• Short problem:
Rewrite every one of the rows below in full, keeping each request line as it is, and shift the point coordinates in the answers by adding 8 to both numbers of every pair.

• Information provided:
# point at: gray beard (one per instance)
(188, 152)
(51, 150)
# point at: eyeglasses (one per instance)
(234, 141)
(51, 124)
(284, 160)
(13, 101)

• Solution:
# point at: gray beard (one per instance)
(196, 160)
(59, 158)
# point at: eyeglasses (one per instance)
(242, 149)
(59, 132)
(292, 168)
(21, 109)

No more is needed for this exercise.